Task requirements: Copy out only the listing lines from the line that has "target: air conditioning unit" through the line that has "41 125 L 44", with "air conditioning unit" changed to "window air conditioner" and nothing else altered.
==== Given information
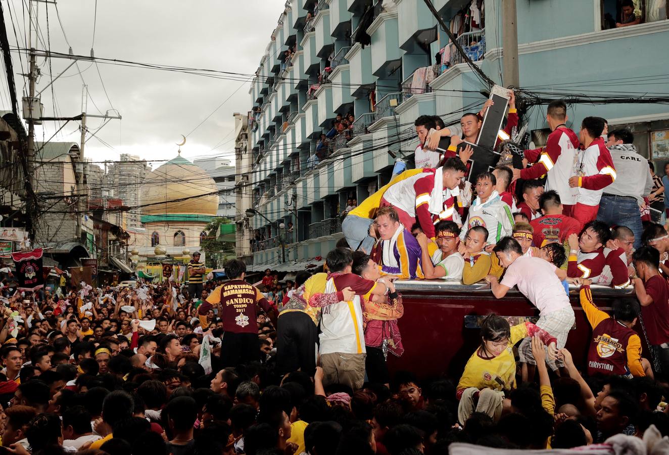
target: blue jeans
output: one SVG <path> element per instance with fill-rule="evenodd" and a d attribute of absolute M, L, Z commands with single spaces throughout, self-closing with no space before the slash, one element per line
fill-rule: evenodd
<path fill-rule="evenodd" d="M 347 215 L 341 223 L 341 232 L 353 251 L 364 250 L 369 254 L 375 240 L 367 234 L 374 220 L 356 215 Z"/>
<path fill-rule="evenodd" d="M 641 247 L 641 234 L 644 227 L 641 223 L 641 213 L 636 199 L 602 195 L 597 219 L 609 226 L 629 227 L 634 233 L 634 248 Z"/>

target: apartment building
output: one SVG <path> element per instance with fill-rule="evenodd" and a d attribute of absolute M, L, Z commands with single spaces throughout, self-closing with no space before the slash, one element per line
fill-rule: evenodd
<path fill-rule="evenodd" d="M 506 85 L 501 0 L 433 3 L 475 64 Z M 535 145 L 546 136 L 545 100 L 565 98 L 569 126 L 603 116 L 632 128 L 649 159 L 669 160 L 669 108 L 638 102 L 666 92 L 665 59 L 651 51 L 669 42 L 666 2 L 638 3 L 639 23 L 617 27 L 627 18 L 615 0 L 516 0 L 520 87 L 539 100 L 521 109 Z M 248 222 L 254 268 L 288 270 L 334 247 L 347 200 L 387 183 L 395 157 L 411 166 L 417 117 L 458 122 L 489 88 L 423 0 L 293 0 L 272 37 L 250 90 L 248 191 L 264 216 Z M 348 122 L 333 127 L 338 116 Z"/>

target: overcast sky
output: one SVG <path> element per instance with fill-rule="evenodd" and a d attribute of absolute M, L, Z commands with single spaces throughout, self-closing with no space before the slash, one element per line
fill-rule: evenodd
<path fill-rule="evenodd" d="M 23 1 L 9 0 L 21 48 L 27 47 L 24 24 L 27 24 L 27 11 L 23 5 L 27 2 Z M 75 54 L 90 55 L 95 3 L 94 0 L 58 2 L 63 27 Z M 252 74 L 270 42 L 284 3 L 284 0 L 98 0 L 93 44 L 95 56 Z M 40 38 L 43 35 L 47 40 L 45 3 L 33 2 L 33 5 L 39 5 Z M 10 11 L 7 11 L 6 2 L 3 7 L 9 43 L 14 47 L 16 38 L 9 23 Z M 51 49 L 66 53 L 68 46 L 58 24 L 55 7 L 49 5 L 48 8 Z M 40 41 L 35 47 L 43 48 L 44 45 Z M 19 74 L 27 72 L 27 59 L 21 54 L 19 60 L 19 54 L 12 52 L 12 60 L 20 109 L 25 79 Z M 70 60 L 52 59 L 54 76 L 70 63 Z M 36 91 L 39 92 L 49 83 L 50 71 L 44 58 L 38 58 L 37 64 L 42 72 L 37 86 Z M 231 95 L 188 136 L 186 145 L 182 147 L 182 155 L 191 160 L 205 156 L 233 158 L 232 114 L 246 113 L 250 109 L 250 82 L 98 63 L 110 104 L 96 65 L 80 62 L 78 66 L 90 94 L 86 111 L 100 114 L 99 110 L 104 113 L 113 106 L 122 117 L 121 120 L 111 120 L 96 134 L 113 149 L 95 138 L 90 139 L 85 147 L 87 157 L 94 161 L 117 160 L 120 153 L 131 153 L 149 161 L 173 158 L 178 149 L 175 143 L 181 141 L 181 134 L 188 134 Z M 5 78 L 1 79 L 0 101 L 3 109 L 11 110 L 7 82 Z M 81 113 L 82 86 L 76 66 L 54 82 L 57 116 L 72 116 Z M 41 102 L 44 115 L 54 115 L 50 89 L 42 94 Z M 96 118 L 87 121 L 91 132 L 102 122 Z M 45 122 L 43 126 L 43 129 L 37 126 L 35 130 L 38 141 L 48 139 L 59 127 L 55 122 Z M 78 143 L 78 122 L 70 122 L 54 140 Z M 217 145 L 219 147 L 212 150 Z M 159 165 L 157 163 L 153 166 Z"/>

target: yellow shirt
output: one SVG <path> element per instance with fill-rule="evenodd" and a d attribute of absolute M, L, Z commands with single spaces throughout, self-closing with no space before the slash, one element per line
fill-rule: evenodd
<path fill-rule="evenodd" d="M 293 442 L 297 444 L 296 454 L 301 454 L 304 450 L 304 430 L 309 424 L 303 420 L 298 420 L 290 424 L 290 438 L 288 442 Z"/>
<path fill-rule="evenodd" d="M 511 327 L 511 339 L 506 349 L 493 359 L 482 359 L 478 348 L 465 365 L 464 372 L 458 383 L 458 390 L 474 387 L 477 389 L 512 390 L 516 387 L 516 359 L 513 346 L 527 337 L 527 323 Z"/>
<path fill-rule="evenodd" d="M 325 285 L 327 282 L 328 274 L 326 273 L 317 273 L 315 275 L 312 275 L 302 285 L 304 286 L 304 292 L 302 294 L 302 298 L 306 302 L 306 308 L 304 310 L 296 308 L 284 310 L 279 316 L 287 312 L 300 311 L 306 313 L 314 321 L 314 324 L 318 325 L 320 320 L 320 308 L 314 308 L 309 305 L 309 298 L 314 294 L 323 294 L 325 292 Z"/>
<path fill-rule="evenodd" d="M 390 181 L 387 185 L 381 187 L 376 193 L 370 195 L 363 201 L 359 205 L 349 212 L 349 215 L 355 215 L 361 218 L 373 218 L 376 209 L 381 205 L 381 199 L 383 197 L 383 193 L 388 189 L 391 185 L 396 183 L 401 180 L 404 180 L 423 172 L 423 169 L 409 169 L 399 174 Z M 405 226 L 407 229 L 411 229 L 411 226 Z"/>
<path fill-rule="evenodd" d="M 110 433 L 102 439 L 98 439 L 97 441 L 92 444 L 90 445 L 90 447 L 89 447 L 88 448 L 100 450 L 100 448 L 102 446 L 103 444 L 104 444 L 109 440 L 112 439 L 112 438 L 114 438 L 114 435 Z"/>

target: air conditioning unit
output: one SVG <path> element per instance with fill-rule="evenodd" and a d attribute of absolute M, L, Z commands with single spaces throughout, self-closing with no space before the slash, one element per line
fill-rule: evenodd
<path fill-rule="evenodd" d="M 41 125 L 44 105 L 39 102 L 39 98 L 36 96 L 25 96 L 23 101 L 23 120 L 32 120 L 35 124 Z"/>

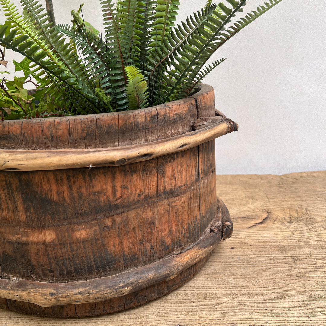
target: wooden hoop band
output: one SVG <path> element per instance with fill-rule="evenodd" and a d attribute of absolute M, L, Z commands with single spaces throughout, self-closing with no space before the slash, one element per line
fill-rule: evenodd
<path fill-rule="evenodd" d="M 229 132 L 238 124 L 226 119 L 183 135 L 151 142 L 85 149 L 0 150 L 0 170 L 37 171 L 122 165 L 195 147 Z"/>
<path fill-rule="evenodd" d="M 42 307 L 90 303 L 122 296 L 168 281 L 205 257 L 220 242 L 223 230 L 222 210 L 218 211 L 218 222 L 211 228 L 211 233 L 191 249 L 179 255 L 120 274 L 87 281 L 52 283 L 0 279 L 0 297 Z"/>

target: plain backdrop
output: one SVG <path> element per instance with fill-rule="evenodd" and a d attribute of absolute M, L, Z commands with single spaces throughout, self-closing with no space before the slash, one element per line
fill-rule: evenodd
<path fill-rule="evenodd" d="M 180 1 L 183 20 L 206 3 Z M 53 2 L 61 23 L 70 22 L 70 10 L 81 1 Z M 248 1 L 244 13 L 263 2 Z M 103 30 L 99 0 L 84 2 L 85 20 Z M 204 82 L 215 89 L 216 108 L 239 126 L 216 141 L 217 174 L 326 169 L 325 5 L 325 0 L 283 0 L 212 58 L 227 59 Z"/>

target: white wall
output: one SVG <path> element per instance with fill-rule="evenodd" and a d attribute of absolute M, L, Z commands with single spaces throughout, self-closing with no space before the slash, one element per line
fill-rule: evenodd
<path fill-rule="evenodd" d="M 83 1 L 85 20 L 102 29 L 99 0 Z M 180 1 L 183 20 L 206 2 Z M 53 0 L 57 23 L 69 22 L 81 2 Z M 245 11 L 262 2 L 248 1 Z M 228 59 L 204 82 L 239 126 L 216 140 L 217 174 L 326 170 L 325 13 L 325 0 L 283 0 L 212 58 Z"/>

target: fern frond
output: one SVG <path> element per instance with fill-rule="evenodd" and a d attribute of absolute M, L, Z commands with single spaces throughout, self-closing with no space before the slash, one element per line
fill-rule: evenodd
<path fill-rule="evenodd" d="M 118 1 L 120 33 L 126 64 L 133 63 L 135 52 L 139 51 L 137 45 L 140 42 L 137 34 L 141 32 L 139 30 L 141 26 L 137 22 L 138 2 L 137 0 L 119 0 Z"/>
<path fill-rule="evenodd" d="M 179 0 L 157 0 L 157 2 L 151 33 L 153 44 L 163 44 L 163 40 L 174 25 L 180 4 Z"/>
<path fill-rule="evenodd" d="M 78 34 L 72 31 L 73 27 L 68 26 L 58 25 L 53 29 L 74 41 L 90 67 L 90 74 L 98 80 L 99 85 L 111 96 L 112 107 L 126 107 L 123 72 L 112 56 L 111 49 L 101 38 L 85 29 L 80 29 Z"/>
<path fill-rule="evenodd" d="M 120 33 L 119 17 L 114 7 L 114 0 L 102 0 L 104 23 L 105 26 L 105 42 L 109 44 L 112 55 L 116 58 L 117 64 L 119 64 L 123 71 L 124 83 L 127 83 L 127 78 L 125 71 L 125 63 Z"/>
<path fill-rule="evenodd" d="M 148 93 L 147 83 L 140 70 L 134 66 L 125 68 L 128 82 L 126 92 L 128 108 L 130 110 L 146 108 L 147 105 Z"/>
<path fill-rule="evenodd" d="M 185 59 L 191 61 L 192 56 L 196 54 L 198 50 L 189 46 L 187 47 L 186 43 L 189 38 L 193 37 L 195 34 L 205 33 L 201 26 L 207 21 L 208 17 L 213 14 L 216 7 L 216 5 L 213 4 L 206 7 L 204 9 L 202 8 L 201 12 L 198 10 L 197 14 L 194 12 L 192 16 L 187 17 L 186 24 L 183 23 L 182 26 L 178 25 L 177 28 L 175 28 L 168 35 L 167 39 L 163 40 L 163 44 L 158 45 L 159 49 L 151 53 L 155 57 L 154 59 L 156 63 L 152 69 L 151 76 L 160 65 L 164 63 L 166 66 L 169 65 L 177 53 Z"/>
<path fill-rule="evenodd" d="M 262 8 L 261 7 L 258 13 L 250 14 L 246 16 L 244 19 L 246 20 L 245 22 L 243 19 L 242 22 L 237 22 L 230 27 L 228 26 L 230 25 L 231 19 L 238 12 L 242 12 L 242 7 L 245 5 L 245 1 L 242 0 L 239 2 L 235 0 L 228 0 L 228 2 L 232 5 L 232 8 L 222 3 L 219 4 L 219 7 L 226 14 L 214 11 L 214 16 L 209 16 L 208 22 L 203 23 L 203 26 L 205 28 L 201 30 L 200 35 L 194 34 L 193 37 L 188 40 L 191 48 L 197 50 L 197 53 L 193 55 L 190 54 L 192 59 L 191 61 L 187 60 L 187 66 L 185 65 L 185 62 L 180 60 L 177 56 L 175 58 L 174 62 L 171 62 L 171 65 L 177 71 L 179 77 L 170 80 L 169 78 L 165 80 L 170 88 L 168 92 L 165 95 L 165 100 L 173 100 L 177 97 L 178 94 L 180 91 L 182 92 L 186 91 L 186 90 L 184 88 L 184 81 L 194 79 L 211 55 L 223 44 L 237 33 L 240 30 L 239 29 L 243 28 L 242 26 L 244 24 L 246 25 L 248 24 L 258 17 L 257 15 L 260 15 L 281 1 L 270 0 L 273 4 L 273 6 L 271 4 Z M 169 71 L 167 72 L 169 74 Z"/>

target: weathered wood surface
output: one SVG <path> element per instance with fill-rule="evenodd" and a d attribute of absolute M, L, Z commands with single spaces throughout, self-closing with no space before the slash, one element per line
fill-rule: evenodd
<path fill-rule="evenodd" d="M 217 178 L 234 230 L 199 274 L 159 300 L 60 325 L 325 326 L 326 171 Z M 0 310 L 1 326 L 58 322 Z"/>
<path fill-rule="evenodd" d="M 202 120 L 199 120 L 201 121 Z M 131 146 L 99 149 L 40 149 L 32 151 L 30 150 L 0 149 L 0 170 L 38 171 L 122 165 L 193 148 L 205 141 L 238 130 L 237 124 L 230 119 L 224 121 L 215 119 L 214 123 L 211 122 L 201 121 L 199 130 Z"/>
<path fill-rule="evenodd" d="M 0 279 L 0 296 L 42 307 L 95 303 L 172 280 L 209 255 L 221 240 L 222 232 L 219 227 L 225 217 L 221 213 L 225 209 L 219 208 L 220 216 L 216 218 L 217 223 L 212 226 L 212 231 L 185 252 L 123 273 L 87 281 L 58 283 Z M 225 217 L 230 219 L 228 215 Z"/>
<path fill-rule="evenodd" d="M 188 255 L 191 263 L 178 272 L 185 269 L 184 276 L 165 285 L 149 283 L 146 273 L 139 280 L 133 277 L 131 283 L 127 278 L 125 284 L 119 276 L 186 253 L 213 224 L 214 231 L 226 237 L 223 209 L 216 200 L 216 135 L 212 131 L 221 125 L 193 131 L 199 116 L 215 114 L 214 90 L 201 87 L 193 97 L 143 110 L 1 122 L 2 150 L 9 153 L 9 160 L 12 151 L 28 152 L 24 159 L 32 166 L 31 171 L 0 171 L 0 297 L 8 299 L 10 309 L 57 317 L 119 311 L 167 293 L 198 270 L 209 250 L 198 262 L 195 255 Z M 222 133 L 237 129 L 231 121 L 222 124 Z M 194 139 L 195 143 L 182 141 L 175 148 L 176 137 Z M 95 157 L 108 146 L 113 152 L 136 148 L 136 156 L 142 156 L 139 146 L 148 154 L 157 142 L 167 142 L 168 152 L 158 152 L 164 156 L 153 158 L 150 152 L 152 159 L 126 165 L 131 161 L 124 156 L 113 160 L 117 166 L 89 169 L 88 162 L 86 168 L 48 170 L 37 161 L 43 154 L 51 161 L 52 153 L 62 151 Z M 56 169 L 76 167 L 69 155 L 58 161 L 62 165 Z M 166 272 L 168 279 L 178 274 L 173 264 L 170 271 L 150 266 L 155 271 L 149 274 L 156 273 L 160 283 Z M 96 286 L 85 283 L 94 279 Z M 70 286 L 71 290 L 63 290 Z M 112 299 L 117 295 L 124 296 L 123 307 L 122 299 Z"/>

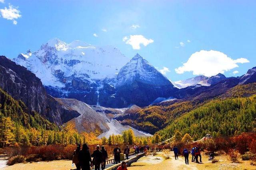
========
Reply:
target: window air conditioner
output: one SVG <path> element per instance with fill-rule="evenodd" and a d attribute of absolute M, L, Z commands with single spaces throughout, self-closing with no space before the slash, one element per line
fill-rule: evenodd
<path fill-rule="evenodd" d="M 41 125 L 44 105 L 39 102 L 39 98 L 36 96 L 25 96 L 23 101 L 23 120 L 32 120 L 35 124 Z"/>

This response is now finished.